Saved entries
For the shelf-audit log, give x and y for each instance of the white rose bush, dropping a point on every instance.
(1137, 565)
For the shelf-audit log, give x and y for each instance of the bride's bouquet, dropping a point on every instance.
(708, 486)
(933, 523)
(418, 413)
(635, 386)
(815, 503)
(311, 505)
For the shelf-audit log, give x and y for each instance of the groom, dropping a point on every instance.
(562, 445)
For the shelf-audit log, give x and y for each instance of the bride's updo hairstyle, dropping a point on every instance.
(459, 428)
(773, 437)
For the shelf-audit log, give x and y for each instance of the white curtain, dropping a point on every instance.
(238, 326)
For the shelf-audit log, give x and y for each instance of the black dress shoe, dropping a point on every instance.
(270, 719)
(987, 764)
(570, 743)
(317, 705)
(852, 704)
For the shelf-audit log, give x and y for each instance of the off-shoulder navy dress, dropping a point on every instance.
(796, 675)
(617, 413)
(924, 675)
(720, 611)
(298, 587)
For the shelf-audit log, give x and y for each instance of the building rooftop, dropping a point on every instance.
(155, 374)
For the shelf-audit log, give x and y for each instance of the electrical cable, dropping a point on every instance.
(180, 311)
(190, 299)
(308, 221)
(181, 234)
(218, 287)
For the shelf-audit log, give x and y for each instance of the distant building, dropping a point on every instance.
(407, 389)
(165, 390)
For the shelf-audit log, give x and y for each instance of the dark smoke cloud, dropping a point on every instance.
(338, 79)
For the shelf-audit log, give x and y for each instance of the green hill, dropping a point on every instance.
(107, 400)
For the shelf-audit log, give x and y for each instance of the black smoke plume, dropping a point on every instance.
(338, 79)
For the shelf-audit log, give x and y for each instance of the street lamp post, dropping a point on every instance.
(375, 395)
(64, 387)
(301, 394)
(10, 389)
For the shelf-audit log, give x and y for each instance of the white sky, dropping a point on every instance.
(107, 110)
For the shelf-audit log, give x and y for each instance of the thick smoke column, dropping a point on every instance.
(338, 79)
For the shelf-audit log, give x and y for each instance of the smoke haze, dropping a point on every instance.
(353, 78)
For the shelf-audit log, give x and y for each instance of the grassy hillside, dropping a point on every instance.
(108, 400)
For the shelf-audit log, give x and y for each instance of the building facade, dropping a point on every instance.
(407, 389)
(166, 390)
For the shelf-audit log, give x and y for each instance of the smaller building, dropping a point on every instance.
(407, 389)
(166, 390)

Assignment:
Every entry is to be returned exactly, with nothing dropped.

Answer to this exercise:
For the shelf-audit log, give x and y for each instance of the white rose bush, dropping a point on every instance.
(1137, 565)
For the shelf-audit log, give x and y for each instance of the bride's bouquet, dropping a point on every instance.
(708, 486)
(933, 523)
(418, 413)
(635, 386)
(815, 503)
(311, 505)
For the shelf-audit log, give x and y for each instance of the groom, dropping a point on every instance.
(562, 445)
For the shelf-audit log, give x and y for each instance of the bride's updo hairstyle, dropping a point on every instance.
(459, 428)
(773, 437)
For the shelf-audit log, give x and y for each instance of the white curtain, dropping a point on every instance.
(238, 326)
For the shelf-audit log, give x and y for each instance of the black dress shoe, dropping a point on every instance.
(270, 719)
(987, 764)
(570, 743)
(317, 705)
(852, 704)
For the shelf-audit log, give x and y for each instance of the off-shoulder navy dress, dropping a point on every instance.
(796, 675)
(617, 413)
(924, 675)
(720, 611)
(298, 587)
For the shelf-audit log, give x and y for each instance of the building rooftop, dropping a point on every instance.
(155, 374)
For the shelf-audit log, give x and y for each instance of the electrical cable, dropping a point on every instance.
(180, 311)
(190, 299)
(308, 221)
(181, 234)
(218, 287)
For the shelf-audit log, give x and y for each instance of the distant building, dropping a point on every instance.
(407, 389)
(165, 390)
For the shelf-audit log, give x and y for each instance of the dark smoke cloud, dropping a point on every instance.
(338, 79)
For the shelf-audit log, give x and y for each instance of the green hill, dropping a point on every instance.
(107, 400)
For the shelf-audit log, give x and y for each instance of the black smoke plume, dropping a point on every instance.
(338, 79)
For the shelf-audit log, give x and y for each instance of the street lamp post, dropping a point on every instance.
(375, 395)
(64, 387)
(301, 394)
(10, 389)
For the shelf-audit log, give x and y for each instance of the white sky, dropping a point on every instance.
(107, 110)
For the shelf-audit log, give x and y for each instance of the thick smoke column, dropping a point on every instance.
(338, 79)
For the shelf-audit log, give x and y for each instance of the smoke haze, dropping a point on every instance.
(353, 78)
For the shelf-audit log, give x and y for each instance of the grassy hillside, dropping a point on every instance.
(108, 400)
For the shelf-audit log, give x and y for each instance of the building facade, dropping a point on every instance.
(407, 389)
(166, 390)
For the shelf-audit log, give x and y for each instance of the smaller building, dropping a point on every instance.
(407, 389)
(166, 390)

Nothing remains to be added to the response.